A good night's sleep can elude many parents, especially those with newborns and infants. Setting the room temperature to one that is most optimal for sound sleeping is a simple step parents can take to get some much needed shuteye. Contrary to many parents' intuition, the best temperatures for babies and children to sleep in are cooler rather than warmer. If they follow their own sleep habits, many parents will discover that they too sleep better in a slightly cooler room.
While many parents' instinct is to bundle their baby and keep her room warm, babies sleep better in a room that is slightly on the cooler side, approximately 65 degrees Fahrenheit. Room temperature is not only a matter of better sleep -- it is also a safety issue. Studies have shown that warmer temperatures lead to an increased risk of Sudden Infant Death Syndrome (SIDS). Check your thermostat to make sure your baby's room is comfortably cool at night.
Avoid the urge to over-bundle your baby at night with heavy pajamas or lots of blankets. Blankets and loose, soft bedding present a suffocation hazard, especially for newborns. Choose a wearable blanket, or "sleep sack," over light pajamas to keep your baby warm and safe in bed at night. Make sure pajamas are snug fitting and fire retardant.
Children, like babies, generally sleep better in a cooler room. Aim for a comfortable medium temperature, avoiding temperatures that are too warm or too cold. Use a fan in summer months to prevent your child from becoming too warm at night. When adjusting the temperature in your child's room, choose one that you would be comfortable sleeping in as well.

• [Task A]
According to the text on sleep and room temperature, about what temperature helps babies sleep better?
• [Task B]
Return the part of the text on sleep and room temperature that begins at the words "Avoid the urge" and stops after "and fire retardant.".

• [Data extracts]
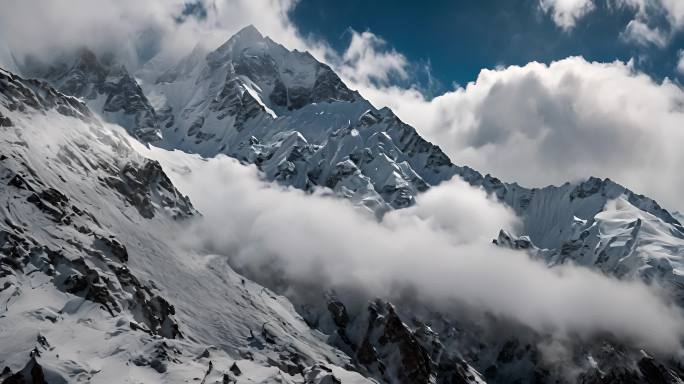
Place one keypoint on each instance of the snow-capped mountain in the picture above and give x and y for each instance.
(106, 87)
(92, 289)
(85, 256)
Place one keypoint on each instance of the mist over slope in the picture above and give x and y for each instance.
(322, 239)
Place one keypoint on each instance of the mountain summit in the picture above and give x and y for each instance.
(92, 290)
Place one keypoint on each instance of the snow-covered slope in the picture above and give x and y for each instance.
(104, 85)
(292, 116)
(92, 284)
(74, 217)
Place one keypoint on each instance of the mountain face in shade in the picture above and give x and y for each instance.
(84, 256)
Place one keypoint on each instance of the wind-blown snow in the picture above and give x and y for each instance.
(443, 257)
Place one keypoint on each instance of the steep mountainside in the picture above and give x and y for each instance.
(294, 118)
(93, 287)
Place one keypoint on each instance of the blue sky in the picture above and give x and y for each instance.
(458, 38)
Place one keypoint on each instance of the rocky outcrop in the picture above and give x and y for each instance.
(105, 85)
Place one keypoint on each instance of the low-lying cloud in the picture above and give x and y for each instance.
(439, 249)
(542, 124)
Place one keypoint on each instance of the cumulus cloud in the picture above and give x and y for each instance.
(366, 60)
(440, 250)
(135, 31)
(539, 124)
(654, 21)
(565, 13)
(639, 32)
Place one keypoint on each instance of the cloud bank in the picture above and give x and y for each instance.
(540, 124)
(440, 250)
(565, 13)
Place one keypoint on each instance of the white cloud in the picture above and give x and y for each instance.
(132, 27)
(566, 13)
(366, 60)
(644, 28)
(439, 250)
(638, 32)
(540, 124)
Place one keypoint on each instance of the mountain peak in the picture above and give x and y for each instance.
(247, 37)
(250, 32)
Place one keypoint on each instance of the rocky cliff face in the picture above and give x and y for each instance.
(85, 245)
(105, 86)
(95, 286)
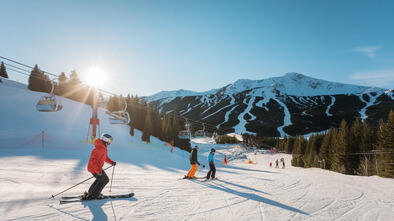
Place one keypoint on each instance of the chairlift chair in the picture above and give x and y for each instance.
(49, 103)
(200, 133)
(120, 117)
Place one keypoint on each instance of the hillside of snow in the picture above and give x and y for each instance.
(293, 104)
(289, 84)
(32, 170)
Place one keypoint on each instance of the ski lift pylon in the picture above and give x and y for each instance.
(49, 103)
(185, 134)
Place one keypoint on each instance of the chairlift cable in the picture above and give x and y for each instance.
(194, 122)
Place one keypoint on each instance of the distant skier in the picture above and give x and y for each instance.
(193, 162)
(211, 161)
(95, 166)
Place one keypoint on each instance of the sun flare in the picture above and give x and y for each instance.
(95, 77)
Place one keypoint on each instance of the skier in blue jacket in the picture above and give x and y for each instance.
(211, 161)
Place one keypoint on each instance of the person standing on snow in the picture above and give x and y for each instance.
(193, 161)
(211, 160)
(95, 166)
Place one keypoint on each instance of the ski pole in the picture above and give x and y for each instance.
(112, 177)
(200, 170)
(53, 196)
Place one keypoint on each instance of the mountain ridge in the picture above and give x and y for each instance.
(288, 105)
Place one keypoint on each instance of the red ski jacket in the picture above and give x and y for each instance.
(98, 157)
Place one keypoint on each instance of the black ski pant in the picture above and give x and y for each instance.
(212, 171)
(98, 185)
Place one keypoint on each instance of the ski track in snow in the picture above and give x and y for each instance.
(227, 116)
(31, 173)
(295, 101)
(240, 127)
(329, 106)
(286, 119)
(371, 102)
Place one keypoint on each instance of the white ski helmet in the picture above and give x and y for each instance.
(107, 138)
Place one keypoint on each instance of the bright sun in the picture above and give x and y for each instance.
(94, 77)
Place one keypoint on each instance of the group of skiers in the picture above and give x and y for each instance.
(193, 161)
(99, 155)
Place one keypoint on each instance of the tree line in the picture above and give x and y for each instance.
(354, 149)
(143, 116)
(150, 121)
(71, 87)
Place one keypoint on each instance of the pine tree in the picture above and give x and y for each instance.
(147, 132)
(338, 151)
(385, 152)
(3, 71)
(352, 158)
(62, 89)
(324, 153)
(366, 144)
(37, 80)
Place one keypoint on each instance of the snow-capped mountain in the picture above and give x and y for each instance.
(292, 104)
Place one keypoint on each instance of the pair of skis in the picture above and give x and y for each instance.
(197, 178)
(74, 199)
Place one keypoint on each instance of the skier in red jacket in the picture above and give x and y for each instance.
(95, 166)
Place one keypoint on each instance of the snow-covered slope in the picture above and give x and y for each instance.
(288, 105)
(31, 172)
(290, 84)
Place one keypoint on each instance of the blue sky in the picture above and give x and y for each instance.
(148, 46)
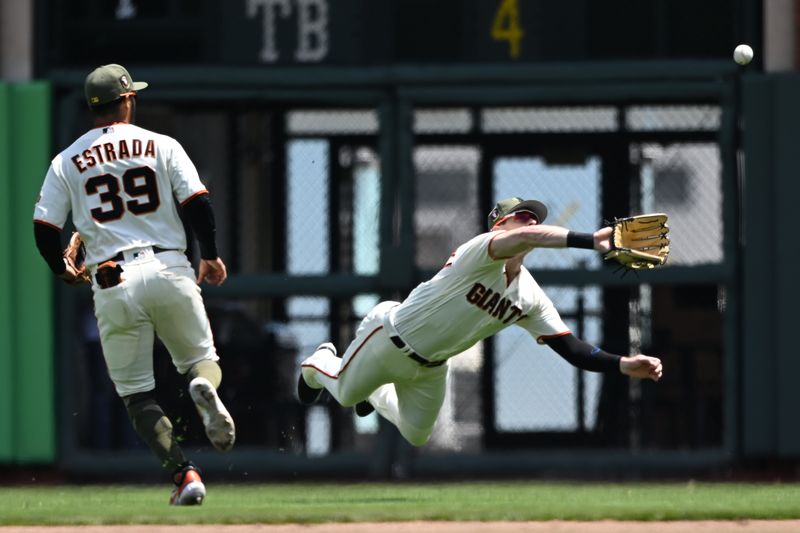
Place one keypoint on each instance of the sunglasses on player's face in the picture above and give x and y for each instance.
(523, 217)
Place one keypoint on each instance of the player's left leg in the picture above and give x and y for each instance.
(180, 319)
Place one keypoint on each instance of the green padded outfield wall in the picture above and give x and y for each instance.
(27, 411)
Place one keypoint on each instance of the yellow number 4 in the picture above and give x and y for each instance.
(506, 26)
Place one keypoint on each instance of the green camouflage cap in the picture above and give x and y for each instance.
(108, 83)
(510, 205)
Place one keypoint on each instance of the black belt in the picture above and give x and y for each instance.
(418, 358)
(120, 256)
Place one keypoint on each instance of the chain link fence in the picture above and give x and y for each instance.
(304, 199)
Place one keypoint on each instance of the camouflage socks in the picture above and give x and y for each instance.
(155, 428)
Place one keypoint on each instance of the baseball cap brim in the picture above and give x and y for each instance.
(534, 206)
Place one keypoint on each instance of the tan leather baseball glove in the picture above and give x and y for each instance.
(640, 242)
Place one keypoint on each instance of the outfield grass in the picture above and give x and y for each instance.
(310, 503)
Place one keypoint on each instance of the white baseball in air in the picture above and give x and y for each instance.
(743, 54)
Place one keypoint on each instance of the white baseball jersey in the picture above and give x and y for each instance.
(118, 181)
(469, 300)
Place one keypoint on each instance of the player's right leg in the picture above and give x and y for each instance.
(413, 405)
(204, 378)
(355, 375)
(370, 361)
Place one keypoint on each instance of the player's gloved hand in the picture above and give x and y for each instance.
(212, 271)
(641, 366)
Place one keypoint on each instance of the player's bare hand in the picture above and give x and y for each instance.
(212, 271)
(641, 366)
(602, 239)
(73, 275)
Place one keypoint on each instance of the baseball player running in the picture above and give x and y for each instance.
(121, 183)
(397, 363)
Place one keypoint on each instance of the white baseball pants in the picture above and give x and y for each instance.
(158, 295)
(402, 391)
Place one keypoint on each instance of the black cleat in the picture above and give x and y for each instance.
(364, 408)
(306, 394)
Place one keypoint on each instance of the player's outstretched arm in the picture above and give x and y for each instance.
(523, 240)
(641, 366)
(583, 355)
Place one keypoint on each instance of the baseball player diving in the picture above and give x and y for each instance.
(397, 363)
(121, 184)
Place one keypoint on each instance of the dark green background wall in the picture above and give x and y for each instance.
(27, 420)
(770, 419)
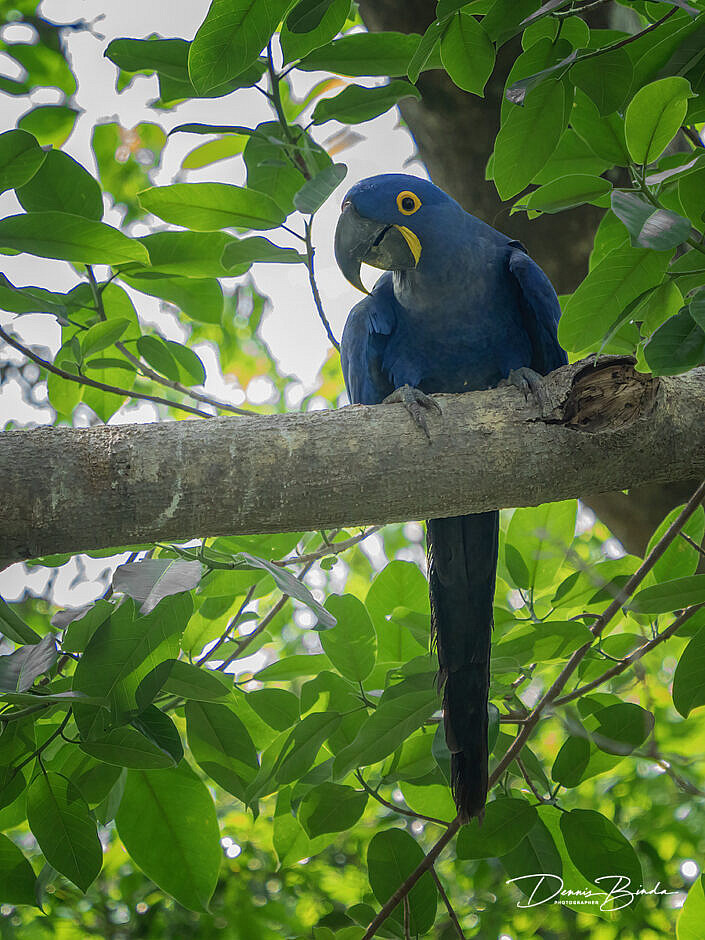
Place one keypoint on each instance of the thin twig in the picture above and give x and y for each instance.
(308, 225)
(331, 549)
(84, 380)
(632, 658)
(397, 809)
(449, 906)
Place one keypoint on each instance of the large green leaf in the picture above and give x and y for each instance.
(20, 158)
(17, 877)
(206, 207)
(331, 808)
(298, 36)
(385, 53)
(356, 103)
(676, 346)
(648, 225)
(528, 136)
(610, 286)
(352, 644)
(467, 53)
(167, 823)
(654, 116)
(62, 185)
(222, 745)
(598, 849)
(64, 828)
(507, 821)
(230, 40)
(392, 855)
(69, 238)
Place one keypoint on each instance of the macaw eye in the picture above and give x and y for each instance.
(408, 202)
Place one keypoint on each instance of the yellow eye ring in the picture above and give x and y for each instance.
(408, 202)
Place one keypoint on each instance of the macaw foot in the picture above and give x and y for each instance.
(415, 401)
(527, 381)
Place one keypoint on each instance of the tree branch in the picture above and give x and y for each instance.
(599, 429)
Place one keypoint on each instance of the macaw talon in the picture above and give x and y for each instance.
(415, 401)
(527, 381)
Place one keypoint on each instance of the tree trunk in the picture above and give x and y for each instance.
(597, 429)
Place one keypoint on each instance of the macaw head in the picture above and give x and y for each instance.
(384, 221)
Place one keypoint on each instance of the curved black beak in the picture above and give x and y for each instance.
(387, 246)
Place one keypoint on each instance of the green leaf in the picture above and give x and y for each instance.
(244, 251)
(392, 855)
(331, 808)
(528, 136)
(14, 628)
(62, 185)
(207, 207)
(230, 40)
(20, 158)
(352, 644)
(605, 136)
(676, 346)
(51, 124)
(18, 670)
(293, 667)
(387, 727)
(102, 334)
(536, 853)
(329, 16)
(314, 192)
(467, 53)
(356, 104)
(598, 849)
(689, 677)
(127, 747)
(649, 226)
(16, 875)
(69, 238)
(611, 285)
(64, 828)
(130, 656)
(690, 920)
(383, 53)
(276, 707)
(222, 745)
(654, 116)
(153, 579)
(606, 79)
(200, 299)
(155, 351)
(544, 535)
(167, 823)
(303, 744)
(567, 191)
(166, 56)
(507, 821)
(621, 728)
(194, 682)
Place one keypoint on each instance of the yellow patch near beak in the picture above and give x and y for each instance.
(412, 241)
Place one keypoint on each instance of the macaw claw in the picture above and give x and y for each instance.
(415, 401)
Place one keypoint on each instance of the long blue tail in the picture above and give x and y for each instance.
(462, 565)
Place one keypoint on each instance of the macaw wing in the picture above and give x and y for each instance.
(540, 310)
(362, 348)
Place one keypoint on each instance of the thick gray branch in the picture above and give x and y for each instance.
(598, 430)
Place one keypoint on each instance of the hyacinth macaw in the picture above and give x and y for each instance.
(461, 307)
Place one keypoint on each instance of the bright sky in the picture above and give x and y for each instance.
(291, 328)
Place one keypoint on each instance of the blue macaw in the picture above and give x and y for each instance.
(461, 307)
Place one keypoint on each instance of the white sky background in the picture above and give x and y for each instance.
(291, 327)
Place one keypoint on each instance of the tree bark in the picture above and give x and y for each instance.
(597, 429)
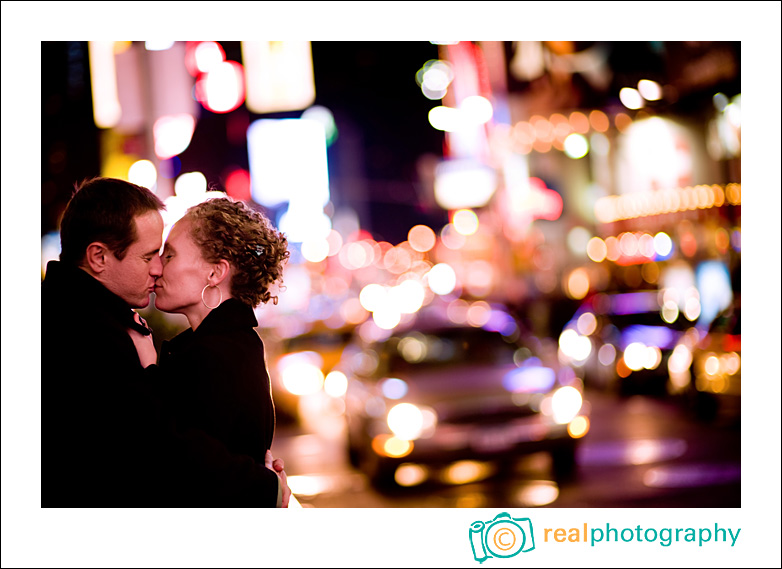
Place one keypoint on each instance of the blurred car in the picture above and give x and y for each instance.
(298, 367)
(705, 368)
(436, 392)
(622, 341)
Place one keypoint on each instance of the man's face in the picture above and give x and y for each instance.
(133, 277)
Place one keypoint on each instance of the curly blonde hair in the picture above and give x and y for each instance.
(230, 230)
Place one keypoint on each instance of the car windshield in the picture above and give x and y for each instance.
(623, 321)
(455, 346)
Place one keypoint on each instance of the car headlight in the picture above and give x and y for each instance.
(409, 422)
(565, 404)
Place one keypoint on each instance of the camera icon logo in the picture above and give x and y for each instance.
(502, 537)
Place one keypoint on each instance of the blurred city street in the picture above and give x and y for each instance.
(580, 202)
(642, 452)
(501, 275)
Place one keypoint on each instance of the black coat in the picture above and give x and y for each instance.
(217, 380)
(106, 437)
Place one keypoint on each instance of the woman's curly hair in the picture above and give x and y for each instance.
(230, 230)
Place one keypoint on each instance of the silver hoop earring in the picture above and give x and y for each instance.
(203, 290)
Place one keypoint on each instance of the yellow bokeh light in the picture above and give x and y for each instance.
(596, 249)
(421, 238)
(409, 474)
(465, 221)
(577, 285)
(578, 427)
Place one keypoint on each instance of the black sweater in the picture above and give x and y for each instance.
(107, 439)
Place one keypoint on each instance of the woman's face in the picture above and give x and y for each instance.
(185, 272)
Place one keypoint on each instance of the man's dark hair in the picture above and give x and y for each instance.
(103, 209)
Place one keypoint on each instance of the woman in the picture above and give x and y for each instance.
(219, 262)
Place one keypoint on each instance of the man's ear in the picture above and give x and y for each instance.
(95, 257)
(220, 271)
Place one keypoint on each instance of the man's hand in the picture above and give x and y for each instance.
(144, 344)
(278, 466)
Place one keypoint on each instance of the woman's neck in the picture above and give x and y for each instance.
(200, 312)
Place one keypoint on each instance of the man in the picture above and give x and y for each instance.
(106, 439)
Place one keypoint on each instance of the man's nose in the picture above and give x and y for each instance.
(156, 266)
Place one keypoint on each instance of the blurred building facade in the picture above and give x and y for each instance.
(533, 173)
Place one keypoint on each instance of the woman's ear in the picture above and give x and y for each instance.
(220, 271)
(95, 257)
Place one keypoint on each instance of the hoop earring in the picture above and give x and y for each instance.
(203, 290)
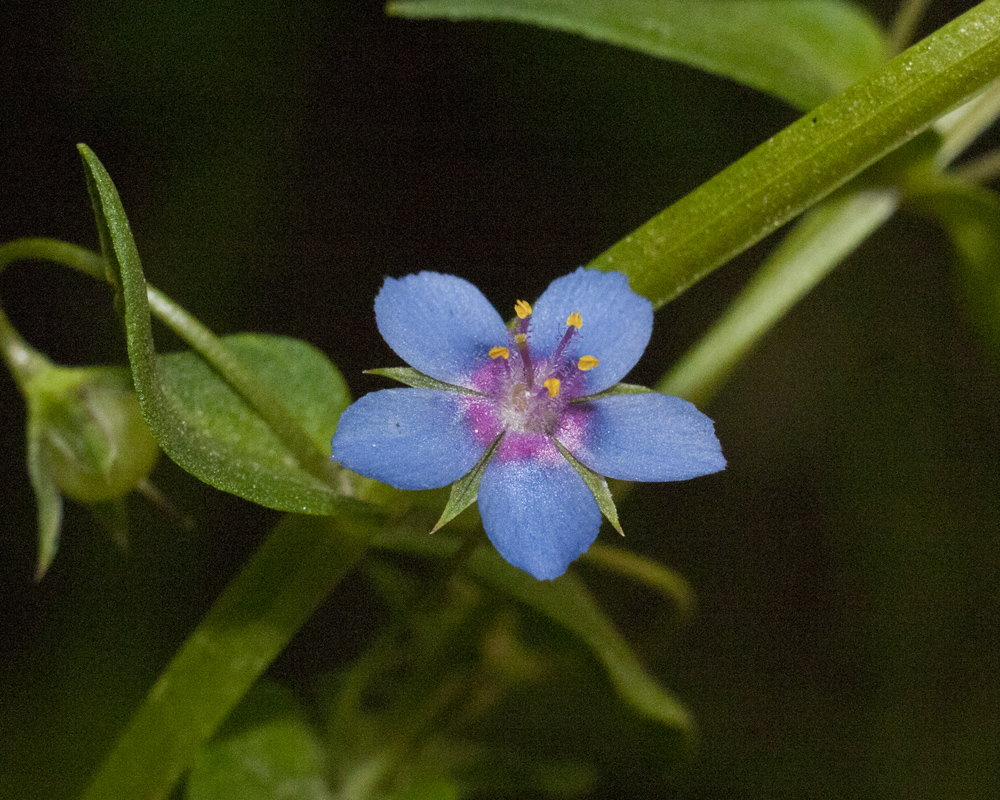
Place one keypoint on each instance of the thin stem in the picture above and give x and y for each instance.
(904, 25)
(963, 126)
(22, 359)
(70, 255)
(980, 170)
(825, 236)
(243, 380)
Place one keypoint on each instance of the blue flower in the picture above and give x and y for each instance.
(531, 411)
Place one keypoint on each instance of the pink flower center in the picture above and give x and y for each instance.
(528, 398)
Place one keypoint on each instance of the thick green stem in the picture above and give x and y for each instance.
(824, 237)
(807, 161)
(257, 615)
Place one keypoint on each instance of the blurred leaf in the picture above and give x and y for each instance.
(206, 429)
(971, 217)
(48, 498)
(566, 601)
(811, 158)
(295, 569)
(803, 51)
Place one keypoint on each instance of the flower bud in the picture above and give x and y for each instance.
(89, 431)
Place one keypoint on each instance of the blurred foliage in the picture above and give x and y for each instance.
(277, 159)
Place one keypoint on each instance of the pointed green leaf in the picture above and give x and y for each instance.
(801, 50)
(618, 388)
(598, 487)
(248, 444)
(412, 377)
(566, 601)
(311, 388)
(667, 582)
(971, 217)
(465, 490)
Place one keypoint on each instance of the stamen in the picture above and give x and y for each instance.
(573, 323)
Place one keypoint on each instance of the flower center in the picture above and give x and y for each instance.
(532, 393)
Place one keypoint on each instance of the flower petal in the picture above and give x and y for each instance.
(539, 517)
(440, 324)
(617, 323)
(648, 437)
(408, 438)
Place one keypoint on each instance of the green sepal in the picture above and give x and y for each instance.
(465, 490)
(618, 388)
(49, 501)
(418, 380)
(598, 487)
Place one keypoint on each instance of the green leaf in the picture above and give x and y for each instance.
(208, 431)
(465, 490)
(248, 626)
(811, 158)
(971, 217)
(598, 487)
(801, 50)
(412, 377)
(567, 602)
(281, 758)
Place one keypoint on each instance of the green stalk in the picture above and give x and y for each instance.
(825, 236)
(810, 159)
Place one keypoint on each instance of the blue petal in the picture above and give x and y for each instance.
(408, 438)
(539, 517)
(649, 437)
(439, 324)
(617, 323)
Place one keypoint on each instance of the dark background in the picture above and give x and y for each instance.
(277, 159)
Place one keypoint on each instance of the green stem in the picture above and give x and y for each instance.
(825, 236)
(261, 609)
(964, 125)
(243, 380)
(904, 25)
(980, 170)
(199, 337)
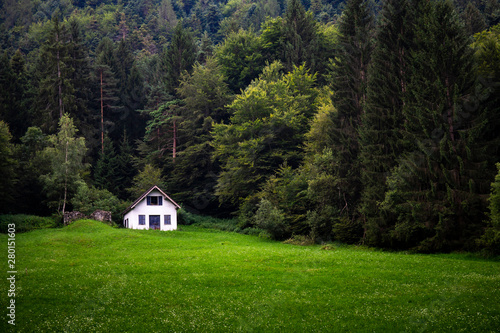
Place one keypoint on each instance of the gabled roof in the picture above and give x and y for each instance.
(145, 194)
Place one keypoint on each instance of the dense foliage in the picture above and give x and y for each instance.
(357, 121)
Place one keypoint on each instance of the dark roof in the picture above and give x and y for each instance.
(145, 194)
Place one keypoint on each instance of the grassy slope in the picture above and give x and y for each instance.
(90, 277)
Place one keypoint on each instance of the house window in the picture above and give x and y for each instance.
(154, 200)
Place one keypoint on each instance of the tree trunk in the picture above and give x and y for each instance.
(175, 142)
(102, 118)
(59, 86)
(65, 177)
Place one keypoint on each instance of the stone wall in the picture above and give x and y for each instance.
(101, 215)
(98, 215)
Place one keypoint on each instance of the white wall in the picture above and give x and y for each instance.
(142, 208)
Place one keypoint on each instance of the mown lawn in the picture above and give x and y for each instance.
(89, 277)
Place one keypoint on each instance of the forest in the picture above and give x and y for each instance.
(364, 122)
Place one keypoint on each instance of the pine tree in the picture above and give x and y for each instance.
(349, 80)
(7, 169)
(105, 170)
(180, 56)
(65, 152)
(56, 92)
(205, 95)
(15, 97)
(107, 84)
(380, 134)
(437, 191)
(300, 37)
(80, 80)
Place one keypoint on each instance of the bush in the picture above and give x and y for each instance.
(185, 218)
(272, 220)
(88, 199)
(25, 223)
(347, 231)
(491, 238)
(300, 240)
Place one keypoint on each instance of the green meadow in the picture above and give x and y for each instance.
(90, 277)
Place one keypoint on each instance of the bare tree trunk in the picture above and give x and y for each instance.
(59, 77)
(102, 119)
(65, 177)
(174, 150)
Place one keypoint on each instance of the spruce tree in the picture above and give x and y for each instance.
(380, 134)
(105, 170)
(55, 93)
(349, 81)
(437, 191)
(180, 56)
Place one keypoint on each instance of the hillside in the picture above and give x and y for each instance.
(91, 277)
(361, 121)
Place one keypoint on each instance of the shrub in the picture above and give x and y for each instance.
(25, 223)
(491, 238)
(347, 231)
(301, 240)
(272, 220)
(185, 218)
(89, 199)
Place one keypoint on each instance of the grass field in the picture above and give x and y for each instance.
(89, 277)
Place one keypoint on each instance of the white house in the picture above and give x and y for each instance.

• [Exercise response A]
Approximately 65 degrees Fahrenheit.

• [Exercise response B]
Avoid the urge to over-bundle your baby at night with heavy pajamas or lots of blankets. Blankets and loose, soft bedding present a suffocation hazard, especially for newborns. Choose a wearable blanket, or "sleep sack," over light pajamas to keep your baby warm and safe in bed at night. Make sure pajamas are snug fitting and fire retardant.